>> BEGIN Task data
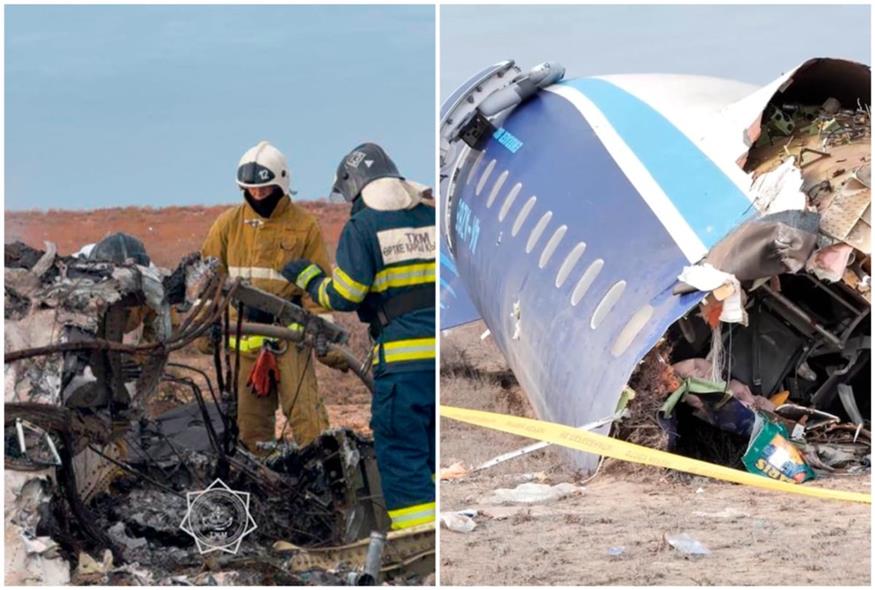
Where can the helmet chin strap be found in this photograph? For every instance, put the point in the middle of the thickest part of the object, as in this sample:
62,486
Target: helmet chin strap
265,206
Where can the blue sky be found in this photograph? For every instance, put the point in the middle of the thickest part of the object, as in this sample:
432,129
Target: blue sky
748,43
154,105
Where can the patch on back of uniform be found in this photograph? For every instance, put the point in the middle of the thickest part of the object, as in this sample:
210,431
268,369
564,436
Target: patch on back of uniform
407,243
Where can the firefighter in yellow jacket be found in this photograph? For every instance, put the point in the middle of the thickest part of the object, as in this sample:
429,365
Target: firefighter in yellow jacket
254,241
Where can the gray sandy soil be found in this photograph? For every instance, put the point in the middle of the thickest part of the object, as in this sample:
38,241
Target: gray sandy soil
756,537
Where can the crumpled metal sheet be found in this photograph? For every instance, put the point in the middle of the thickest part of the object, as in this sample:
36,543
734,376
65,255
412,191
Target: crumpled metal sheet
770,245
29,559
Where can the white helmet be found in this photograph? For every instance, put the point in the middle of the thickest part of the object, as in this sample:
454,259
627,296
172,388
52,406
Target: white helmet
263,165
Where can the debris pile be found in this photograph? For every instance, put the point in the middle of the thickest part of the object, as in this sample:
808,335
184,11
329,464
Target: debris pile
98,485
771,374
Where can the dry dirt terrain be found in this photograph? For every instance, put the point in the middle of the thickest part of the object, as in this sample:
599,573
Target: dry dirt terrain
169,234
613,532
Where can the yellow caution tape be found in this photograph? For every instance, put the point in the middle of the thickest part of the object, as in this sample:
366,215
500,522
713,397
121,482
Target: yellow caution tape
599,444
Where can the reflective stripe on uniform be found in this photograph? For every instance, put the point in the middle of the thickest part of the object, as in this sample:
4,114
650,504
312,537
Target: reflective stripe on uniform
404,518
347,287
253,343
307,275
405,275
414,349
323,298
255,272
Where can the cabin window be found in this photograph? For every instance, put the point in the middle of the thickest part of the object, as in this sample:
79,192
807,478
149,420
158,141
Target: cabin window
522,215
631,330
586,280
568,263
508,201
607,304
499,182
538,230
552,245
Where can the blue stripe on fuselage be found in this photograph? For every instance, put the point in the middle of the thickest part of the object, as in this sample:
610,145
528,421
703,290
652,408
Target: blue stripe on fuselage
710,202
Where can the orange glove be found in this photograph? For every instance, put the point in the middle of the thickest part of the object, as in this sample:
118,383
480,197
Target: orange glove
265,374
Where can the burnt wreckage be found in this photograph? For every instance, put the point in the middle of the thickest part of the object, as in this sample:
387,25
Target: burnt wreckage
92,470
>> END Task data
>> BEGIN Task data
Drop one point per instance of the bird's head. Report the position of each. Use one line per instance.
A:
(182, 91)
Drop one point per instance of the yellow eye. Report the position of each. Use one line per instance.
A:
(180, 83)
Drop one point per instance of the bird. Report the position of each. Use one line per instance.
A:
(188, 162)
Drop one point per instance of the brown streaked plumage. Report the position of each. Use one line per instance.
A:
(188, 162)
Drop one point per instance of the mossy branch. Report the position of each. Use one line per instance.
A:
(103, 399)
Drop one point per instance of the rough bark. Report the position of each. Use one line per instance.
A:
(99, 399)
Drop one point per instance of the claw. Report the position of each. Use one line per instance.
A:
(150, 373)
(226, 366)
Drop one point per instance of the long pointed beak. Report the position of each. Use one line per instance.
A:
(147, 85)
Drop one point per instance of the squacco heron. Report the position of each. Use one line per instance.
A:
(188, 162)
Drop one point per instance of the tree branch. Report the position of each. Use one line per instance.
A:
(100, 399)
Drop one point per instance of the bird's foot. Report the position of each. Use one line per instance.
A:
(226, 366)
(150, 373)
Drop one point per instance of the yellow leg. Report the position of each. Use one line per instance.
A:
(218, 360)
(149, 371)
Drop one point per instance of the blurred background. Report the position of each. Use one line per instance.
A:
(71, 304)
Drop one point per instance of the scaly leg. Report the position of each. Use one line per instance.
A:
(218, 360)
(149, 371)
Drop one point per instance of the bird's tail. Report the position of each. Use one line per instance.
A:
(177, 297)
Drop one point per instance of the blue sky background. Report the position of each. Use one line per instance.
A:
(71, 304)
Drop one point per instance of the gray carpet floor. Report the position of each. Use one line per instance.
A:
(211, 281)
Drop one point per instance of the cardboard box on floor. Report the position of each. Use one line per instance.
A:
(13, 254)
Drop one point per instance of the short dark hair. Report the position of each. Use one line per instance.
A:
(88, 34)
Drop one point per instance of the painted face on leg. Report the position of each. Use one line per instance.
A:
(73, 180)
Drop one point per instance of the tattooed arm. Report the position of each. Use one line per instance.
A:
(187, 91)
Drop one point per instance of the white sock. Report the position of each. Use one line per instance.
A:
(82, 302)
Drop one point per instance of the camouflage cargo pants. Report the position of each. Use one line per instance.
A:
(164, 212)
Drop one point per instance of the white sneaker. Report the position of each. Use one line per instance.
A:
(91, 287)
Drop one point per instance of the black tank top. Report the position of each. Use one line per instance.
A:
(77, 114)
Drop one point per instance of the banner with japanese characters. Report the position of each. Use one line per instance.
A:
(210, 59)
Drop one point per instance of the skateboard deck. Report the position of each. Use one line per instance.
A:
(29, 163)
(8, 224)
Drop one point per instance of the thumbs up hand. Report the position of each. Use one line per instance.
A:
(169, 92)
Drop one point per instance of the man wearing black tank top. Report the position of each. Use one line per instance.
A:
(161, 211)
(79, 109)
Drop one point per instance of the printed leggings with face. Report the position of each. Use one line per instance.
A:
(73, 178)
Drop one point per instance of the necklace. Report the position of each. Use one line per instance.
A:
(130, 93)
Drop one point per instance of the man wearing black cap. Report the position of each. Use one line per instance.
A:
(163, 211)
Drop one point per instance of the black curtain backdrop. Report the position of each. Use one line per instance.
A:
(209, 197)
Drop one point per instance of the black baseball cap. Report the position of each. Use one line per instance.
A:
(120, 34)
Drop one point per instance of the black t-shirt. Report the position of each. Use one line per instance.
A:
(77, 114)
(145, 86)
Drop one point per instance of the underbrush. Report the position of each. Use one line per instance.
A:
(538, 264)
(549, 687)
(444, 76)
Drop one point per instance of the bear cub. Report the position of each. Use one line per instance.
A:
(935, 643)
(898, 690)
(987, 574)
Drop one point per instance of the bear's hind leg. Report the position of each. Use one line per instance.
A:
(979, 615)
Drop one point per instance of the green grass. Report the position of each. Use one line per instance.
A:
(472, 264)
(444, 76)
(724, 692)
>> END Task data
# Exercise
Report each line of the material above that contains the word "jacket", reproducing every such line in full.

# Task solution
Where can the firefighter in yellow jacket be found in this photograph? For every instance, put the point in the middle of the thickest part of the object, as in this sample:
Target: firefighter in yellow jacket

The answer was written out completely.